======== EXCERPTED DATA

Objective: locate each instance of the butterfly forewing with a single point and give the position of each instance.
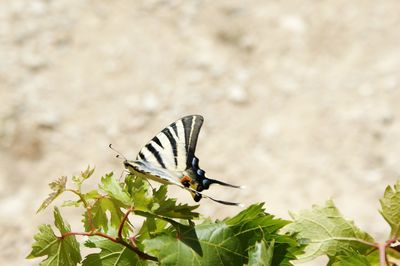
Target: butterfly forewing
(174, 147)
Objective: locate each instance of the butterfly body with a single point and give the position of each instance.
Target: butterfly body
(169, 158)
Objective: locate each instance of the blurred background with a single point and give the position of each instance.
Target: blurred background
(300, 100)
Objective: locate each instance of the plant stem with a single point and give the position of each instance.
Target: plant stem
(140, 253)
(382, 253)
(121, 226)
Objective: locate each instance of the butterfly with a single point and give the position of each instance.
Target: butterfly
(169, 158)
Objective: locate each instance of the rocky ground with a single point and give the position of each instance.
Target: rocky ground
(300, 99)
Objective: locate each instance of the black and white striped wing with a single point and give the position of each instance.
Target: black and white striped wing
(174, 147)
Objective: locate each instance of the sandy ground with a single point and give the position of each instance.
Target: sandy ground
(300, 99)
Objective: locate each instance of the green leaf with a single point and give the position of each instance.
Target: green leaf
(157, 201)
(259, 255)
(391, 208)
(151, 227)
(326, 232)
(114, 189)
(58, 188)
(83, 176)
(105, 212)
(351, 258)
(59, 250)
(221, 243)
(164, 206)
(111, 253)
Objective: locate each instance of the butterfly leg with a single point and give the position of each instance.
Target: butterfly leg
(185, 181)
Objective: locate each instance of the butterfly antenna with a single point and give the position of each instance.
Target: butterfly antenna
(214, 181)
(219, 201)
(119, 155)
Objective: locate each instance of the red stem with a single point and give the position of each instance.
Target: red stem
(382, 253)
(141, 254)
(121, 226)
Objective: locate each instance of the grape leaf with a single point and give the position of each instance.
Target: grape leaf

================

■ AIM:
Every line of the data above should be quoted exactly. Omit the pictures.

■ ANSWER FOR THIS EXERCISE:
Objective: locate each instance of the butterfly forewing with a single point and give the position of each instance.
Target: butterfly forewing
(174, 147)
Objective: locate each instance of the butterfly body with a single point and give the position of each instance.
Target: butterfly body
(169, 158)
Objective: locate each instance of the blurred background with a single point and give the position of each instance.
Target: blurred background
(300, 100)
Objective: locate each instance of the plant stem with a single point and give the position of each instance.
Target: plant stem
(140, 253)
(382, 253)
(121, 226)
Objective: locate each instance of the butterfly with a single point and give the position of each instance.
Target: butterfly
(169, 158)
Objective: locate each instance of the rocky ground with a single point and give the position of each instance.
Target: rocky ground
(300, 99)
Objective: locate each instance of the black and white striped wing with a single point and give the position of each instance.
Target: black and white striped wing
(174, 147)
Objective: locate each instance of the sandy ground with a single point and give the position of each instance.
Target: sandy ground
(300, 99)
Objective: locate each instance of the green leaf with a single point and give the position of each instance.
Target: green leaf
(157, 201)
(259, 255)
(391, 208)
(151, 227)
(326, 232)
(114, 189)
(58, 188)
(83, 176)
(105, 212)
(351, 258)
(59, 250)
(221, 243)
(164, 206)
(111, 253)
Objective: locate each instance of the butterfly leg with a single point and give the position of each instance.
Target: butterfly leg
(185, 181)
Objective: locate each instance of the butterfly antenna with a single point and give the position of each instance.
Target: butterfly antenna
(214, 181)
(219, 201)
(119, 155)
Objective: locate each instance of the red stem with a single point and give the position of each instance.
Target: red stem
(382, 253)
(141, 254)
(121, 226)
Objective: locate each instance of the grape leaf with a single point and give the position of each instance.
Target: grape leaf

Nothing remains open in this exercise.